▶ DOKUMENT
........
Aber betreffen die Änderungen/Ergänzungen überhaupt den Kern des Ausschreibungsgeschehens? Werden nur ein paar Linien beziehungsweise Bezeichnungen wie VOL oder UVgO hin und her geschoben? Oder wird versucht, über die Digitalisierung die Kompetenz der Fachämter im Entscheidungsprozess zu unterminieren? Man muss aufpassen, nicht wie die Lemminge der Parole Digitalisierung als neuem Fetisch hinterherzulaufen und wichtiges fachliches Know-how einer neuen Bürokratisierung preiszugeben. Die nachfolgende Argumentation soll die Fachämter dabei unterstützen, sich gegenüber den Prüfungsämtern von der Vorgabe zu lösen, Sachverständigenleistungen im Bereich Baumsicherheit ausschließlich nach Preisgesichtspunkten auszuschreiben.

Baustatik sehr alt - Baumstatik extrem neu

Eine Ausschreibung soll dazu dienen, zwischen Anbietern einer vergleichbaren Materie den geeignetsten zu finden. Sinn aber ist auch, mögliche Korruption zu unterbinden. Ein Ausschreibeverfahren hat seine Herkunft im Bauwesen, einem tausende von Jahre alten Fach mit relativ geringer Innovation, dafür aber gespickt mit Regelwerken wie der DIN, die die meisten Sachverhalte beschreibt und somit das hier angesiedelte Werk vergleichbar macht. Auch die Ausbildung eines Bauingenieurs ist weltweit auf annähernd gleichem Niveau geregelt. Da kann die Ausschreibung absolut Sinn machen. Aber auch hier gibt es Ausnahmen. Dann, wenn ein Gewerk mit Spezial-Know-how zum Teil über hunderte von Jahren an der Errichtung eines Domes arbeitete. Keiner käme auch auf die Idee, die Restauration eines wertvollen Gemäldes nach preislichen Gesichtspunkten auszuschreiben. Für die Sicherheitsdiagnose eines Baumes mögen die Vergleiche etwas zu hoch gegriffen sein. Dennoch lassen sich hier logische Anleihen machen.
........
▶ VORLIEGENDE ANGABEN

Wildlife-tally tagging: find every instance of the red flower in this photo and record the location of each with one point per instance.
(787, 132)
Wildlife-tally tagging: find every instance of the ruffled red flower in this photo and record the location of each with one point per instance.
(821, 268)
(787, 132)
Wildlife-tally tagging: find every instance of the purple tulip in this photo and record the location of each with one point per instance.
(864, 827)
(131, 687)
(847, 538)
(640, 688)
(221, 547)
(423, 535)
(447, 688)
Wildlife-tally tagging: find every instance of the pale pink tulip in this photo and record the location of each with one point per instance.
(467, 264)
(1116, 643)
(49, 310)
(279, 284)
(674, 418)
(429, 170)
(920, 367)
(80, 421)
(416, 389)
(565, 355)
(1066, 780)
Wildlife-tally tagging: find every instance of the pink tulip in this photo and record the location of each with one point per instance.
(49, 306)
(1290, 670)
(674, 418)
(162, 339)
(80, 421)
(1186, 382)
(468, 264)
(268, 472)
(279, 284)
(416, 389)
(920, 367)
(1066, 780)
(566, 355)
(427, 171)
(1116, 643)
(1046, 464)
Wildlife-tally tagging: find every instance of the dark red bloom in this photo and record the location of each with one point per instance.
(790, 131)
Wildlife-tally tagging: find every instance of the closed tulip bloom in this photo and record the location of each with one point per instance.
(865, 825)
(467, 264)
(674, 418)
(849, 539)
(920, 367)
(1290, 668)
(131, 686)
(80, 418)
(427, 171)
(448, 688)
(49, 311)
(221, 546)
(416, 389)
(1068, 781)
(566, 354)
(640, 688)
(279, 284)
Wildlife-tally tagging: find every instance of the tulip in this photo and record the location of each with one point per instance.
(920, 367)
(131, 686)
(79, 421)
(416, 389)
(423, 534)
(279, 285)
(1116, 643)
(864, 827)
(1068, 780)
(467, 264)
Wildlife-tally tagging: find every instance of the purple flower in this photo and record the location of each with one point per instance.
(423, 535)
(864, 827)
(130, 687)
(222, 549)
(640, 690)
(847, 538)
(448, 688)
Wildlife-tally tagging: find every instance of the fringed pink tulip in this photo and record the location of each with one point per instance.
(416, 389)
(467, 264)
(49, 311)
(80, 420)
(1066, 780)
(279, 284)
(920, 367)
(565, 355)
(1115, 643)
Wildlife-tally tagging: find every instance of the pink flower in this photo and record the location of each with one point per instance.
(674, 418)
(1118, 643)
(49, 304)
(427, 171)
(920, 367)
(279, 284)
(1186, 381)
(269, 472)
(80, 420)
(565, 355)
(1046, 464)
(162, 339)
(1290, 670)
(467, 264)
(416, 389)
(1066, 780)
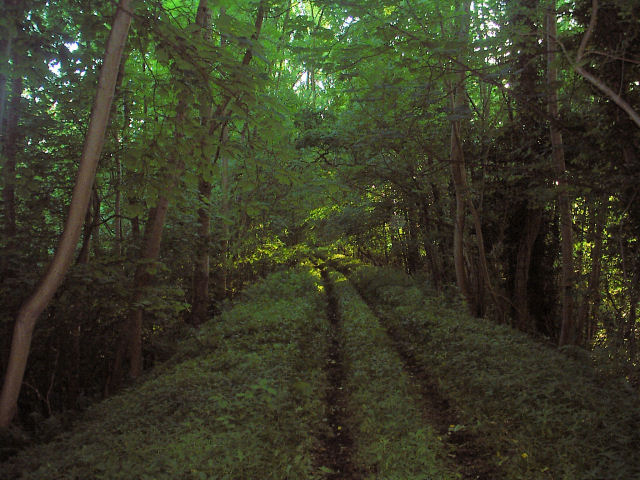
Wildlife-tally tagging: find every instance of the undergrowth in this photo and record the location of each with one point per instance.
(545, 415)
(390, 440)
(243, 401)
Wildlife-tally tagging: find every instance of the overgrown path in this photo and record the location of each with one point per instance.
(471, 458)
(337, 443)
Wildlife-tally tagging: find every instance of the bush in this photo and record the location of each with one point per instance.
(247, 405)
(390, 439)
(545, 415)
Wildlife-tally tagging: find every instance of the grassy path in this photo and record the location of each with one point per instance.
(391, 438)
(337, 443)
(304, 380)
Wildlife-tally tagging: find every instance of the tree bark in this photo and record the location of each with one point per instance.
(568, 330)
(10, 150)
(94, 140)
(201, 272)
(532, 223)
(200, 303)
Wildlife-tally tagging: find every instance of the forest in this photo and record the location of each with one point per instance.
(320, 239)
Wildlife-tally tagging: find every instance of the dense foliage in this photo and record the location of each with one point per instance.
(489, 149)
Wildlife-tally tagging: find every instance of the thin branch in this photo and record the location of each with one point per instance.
........
▶ AUFGABE 1
Kürze den Absatz im Dokument, der mit „Eine Ausschreibung soll dazu dienen“ beginnt, zu einer knappen Stichpunktliste mit seinen wichtigsten Aussagen.
▶ AUFGABE 2
Übertrage diesen Satz aus dem Dokument ins Englische: „Keiner käme auch auf die Idee, die Restauration eines wertvollen Gemäldes nach preislichen Gesichtspunkten auszuschreiben.“
▶ AUFGABE 3
Führe den Text über die Ausschreibung von Baumgutachten im Anschluss an seinen letzten Satz weiter.

▶ ANTWORT 1
- Eine Ausschreibung soll unter Anbietern vergleichbarer Leistungen den geeignetsten finden und Korruption verhindern.
- Das Verfahren stammt aus dem Bauwesen. Dieses Fach ist tausende Jahre alt, bringt wenig Neues hervor und hat viele Regelwerke wie die DIN, die die Leistungen vergleichbar machen.
- Die Ausbildung von Bauingenieuren ist weltweit auf fast gleichem Niveau geregelt. Dort kann eine Ausschreibung sinnvoll sein.
- Es gibt aber Ausnahmen:
  - Gewerke mit Spezialwissen, die zum Teil über Hunderte von Jahren an einem Dom bauten.
  - Die Restaurierung eines wertvollen Gemäldes würde niemand nach dem Preis ausschreiben.
- Für die Sicherheitsdiagnose eines Baumes sind diese Vergleiche vielleicht zu hoch gegriffen, erlauben aber logische Anleihen.

▶ ANTWORT 2
Nor would anyone think of putting the restoration of a valuable painting out to tender on the basis of price.

▶ ANTWORT 3
Die Sicherheitsdiagnose an Bäumen ist in ihrer strengen, ingenieurwissenschaftlich begründeten Form, der Baumstatik, seit den 90er-Jahren ein sehr junges Fachgebiet. Es wird weder durch eine entsprechende Ausbildung an einer Hochschule vergleichbar gelehrt, geschweigen denn, dass belastbare Regelwerke formuliert worden wären. Die FLL-Baumuntersuchungsrichtlinie 2013 ist allenfalls ein erster Schritt, ohne dass die beschriebenen Verfahren zu konkreten Sicherheitslösungen beitragen könnten, denn hier sind die am Markt befindlichen Verfahren bedauerlicherweise nur aufgezählt, nicht jedoch in ihrer Wirksamkeit gewichtet. Dass Sicherheit immer etwas mit der auftretenden Belastung, hier dem Orkan im Vergleich mit der Tragfähigkeit der Struktur zu tun hat, wird auch im Regelwerk schlicht ignoriert. Die Belastung ist an die Baumhöhe gekoppelt. Es gilt: doppelte Größe gleich achtmal höhere Beanspruchung im Orkan.

Vergleicht man die Bäume in der Natur, findet man Bäume bei gleichem Stammdurchmesser die 20-mal höher beansprucht sind als andere (Abb. 3). Wer das ignoriert liegt von vornherein falsch. Es ist also nicht tragfähig, wenn sich Ausschreibungsstellen auf die FLL-Baumuntersuchungsrichtlinie 2013 berufen.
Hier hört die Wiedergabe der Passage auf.